Work instructions:
• 1. For the passage about Segura and the Phillies, decide whether each statement agrees with it. For each, answer yes or no and quote the words that decide it.
(a) Segura has struck out only seven times in his last 22 games.
(b) The Phillies last made the playoffs in 2015.
(c) Segura's second home run came on a fastball.
• 2. Summarize the passage about Segura and the Phillies in two sentences.
• 3. According to the passage about Segura and the Phillies, how many RBIs has Segura had against the Mets since the beginning of last season?

Supplied passage:

----

But the Phillies also know they will need other sources of offense to overcome the Braves and make the playoffs for the first time since 2011. That’s where Segura comes in. He’s quietly putting together a nice stretch drive in the midst of a solid overall season, and his presence in front of Harper in the lineup is nearly as critical as the protection behind him.

In his last 22 games, Segura is 32-for-94 (.340) with six home runs, a .943 on-base-plus-slugging, and only seven strikeouts. Harper, in turn, has gotten more chances to hit with at least one runner in scoring position. For much of the season, those opportunities have been scarce relative to most middle-of-the-order hitters.

“When you hit in front of Bryce, you’re going to get a lot of good pitches to hit,” Segura said. “When you get on base, it’s very, very helpful for us because he’s hot. The way he’s swinging the bat right now, the more people we put on base when he’s hitting is going to be a real, real benefit for us.”

And Segura saves his best for the Mets. Since the beginning of last season, he has seven homers (36.8% of his overall total) and 13 RBIs in 11 games against them.

Segura jumped on Carrasco’s fifth pitch of the game -- a first-pitch heater -- and lined it over the left-field fence. Two innings later, he made a carbon copy. After fouling off two fastballs, he hit a slider out to left field.

“[Friday] night, they pounded the zone right away, so today, I was going to attack the first pitch,” Segura said. “Today, I took advantage.”

----

[Stored dataset items]
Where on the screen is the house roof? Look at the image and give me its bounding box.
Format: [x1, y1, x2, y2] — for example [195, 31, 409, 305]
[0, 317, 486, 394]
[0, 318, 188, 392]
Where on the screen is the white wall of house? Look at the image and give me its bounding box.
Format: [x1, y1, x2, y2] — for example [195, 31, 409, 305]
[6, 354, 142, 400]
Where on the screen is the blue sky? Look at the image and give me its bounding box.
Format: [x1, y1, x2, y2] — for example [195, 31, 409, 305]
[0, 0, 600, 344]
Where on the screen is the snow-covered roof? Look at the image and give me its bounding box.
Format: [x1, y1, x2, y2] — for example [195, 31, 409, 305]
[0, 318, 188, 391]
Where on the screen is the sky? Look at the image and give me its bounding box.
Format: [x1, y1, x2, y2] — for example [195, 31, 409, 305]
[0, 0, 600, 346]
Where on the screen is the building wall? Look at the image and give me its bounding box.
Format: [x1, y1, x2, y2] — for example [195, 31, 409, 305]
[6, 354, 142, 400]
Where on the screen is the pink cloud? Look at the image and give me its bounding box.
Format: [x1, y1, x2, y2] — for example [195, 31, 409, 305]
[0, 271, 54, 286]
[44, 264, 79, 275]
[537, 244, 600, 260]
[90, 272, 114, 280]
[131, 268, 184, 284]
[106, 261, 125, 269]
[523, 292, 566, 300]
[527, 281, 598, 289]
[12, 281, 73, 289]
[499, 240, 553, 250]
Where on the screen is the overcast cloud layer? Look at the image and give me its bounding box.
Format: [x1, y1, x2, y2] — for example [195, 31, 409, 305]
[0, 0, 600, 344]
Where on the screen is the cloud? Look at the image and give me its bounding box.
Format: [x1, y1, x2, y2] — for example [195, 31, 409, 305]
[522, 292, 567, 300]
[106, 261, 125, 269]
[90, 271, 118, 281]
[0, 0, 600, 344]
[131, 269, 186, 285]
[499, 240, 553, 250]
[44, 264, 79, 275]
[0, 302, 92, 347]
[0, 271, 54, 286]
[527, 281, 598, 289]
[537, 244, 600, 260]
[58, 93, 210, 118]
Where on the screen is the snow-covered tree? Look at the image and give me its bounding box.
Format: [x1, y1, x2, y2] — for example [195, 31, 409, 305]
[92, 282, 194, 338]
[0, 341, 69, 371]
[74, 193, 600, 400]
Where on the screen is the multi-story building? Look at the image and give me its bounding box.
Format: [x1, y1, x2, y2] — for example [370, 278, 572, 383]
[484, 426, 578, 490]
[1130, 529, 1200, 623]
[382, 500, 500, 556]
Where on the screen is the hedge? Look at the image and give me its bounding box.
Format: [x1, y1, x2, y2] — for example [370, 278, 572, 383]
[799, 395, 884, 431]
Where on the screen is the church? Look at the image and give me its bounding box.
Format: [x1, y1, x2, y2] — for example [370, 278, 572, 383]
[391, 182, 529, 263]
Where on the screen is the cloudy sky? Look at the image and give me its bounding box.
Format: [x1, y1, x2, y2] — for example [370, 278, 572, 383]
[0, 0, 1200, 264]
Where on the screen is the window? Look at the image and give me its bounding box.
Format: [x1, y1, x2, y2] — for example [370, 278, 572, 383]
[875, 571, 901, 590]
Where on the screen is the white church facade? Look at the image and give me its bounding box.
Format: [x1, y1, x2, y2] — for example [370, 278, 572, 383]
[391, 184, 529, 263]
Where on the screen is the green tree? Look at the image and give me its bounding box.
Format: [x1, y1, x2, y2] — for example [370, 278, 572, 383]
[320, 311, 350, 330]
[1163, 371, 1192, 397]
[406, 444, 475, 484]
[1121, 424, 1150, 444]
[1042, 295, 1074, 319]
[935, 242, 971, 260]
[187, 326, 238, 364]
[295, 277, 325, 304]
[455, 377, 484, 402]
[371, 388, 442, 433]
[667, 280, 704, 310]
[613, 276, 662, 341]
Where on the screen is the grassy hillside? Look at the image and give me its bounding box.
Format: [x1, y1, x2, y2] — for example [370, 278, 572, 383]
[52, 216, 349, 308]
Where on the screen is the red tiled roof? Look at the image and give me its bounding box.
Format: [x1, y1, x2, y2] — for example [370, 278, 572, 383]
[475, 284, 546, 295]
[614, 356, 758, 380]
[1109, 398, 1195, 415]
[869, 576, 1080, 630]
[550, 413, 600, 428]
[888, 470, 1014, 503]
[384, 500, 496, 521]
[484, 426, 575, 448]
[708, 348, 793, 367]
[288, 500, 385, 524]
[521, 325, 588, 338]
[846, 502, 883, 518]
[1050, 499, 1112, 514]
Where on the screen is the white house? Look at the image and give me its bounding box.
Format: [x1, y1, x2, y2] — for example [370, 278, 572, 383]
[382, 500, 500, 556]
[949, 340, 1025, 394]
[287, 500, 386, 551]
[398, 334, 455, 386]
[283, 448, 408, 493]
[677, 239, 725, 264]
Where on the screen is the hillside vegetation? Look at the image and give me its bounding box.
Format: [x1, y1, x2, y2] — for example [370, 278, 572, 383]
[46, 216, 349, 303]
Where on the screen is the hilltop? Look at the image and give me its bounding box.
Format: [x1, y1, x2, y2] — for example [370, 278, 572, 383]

----

Task solutions:
• 1.
(a) Yes: "In his last 22 games, Segura is 32-for-94 (.340) with six home runs, a .943 on-base-plus-slugging, and only seven strikeouts."
(b) No: "make the playoffs for the first time since 2011"
(c) No: "After fouling off two fastballs, he hit a slider out to left field."

• 2. Segura bats in front of Harper and has hit .340 with six home runs over his last 22 games, giving Harper more chances to hit with runners in scoring position as the Phillies try to make the playoffs for the first time since 2011. He has hit seven homers against the Mets since the start of last season, and he homered twice off Carrasco, once on a first-pitch fastball.

• 3. 13 RBIs, in 11 games.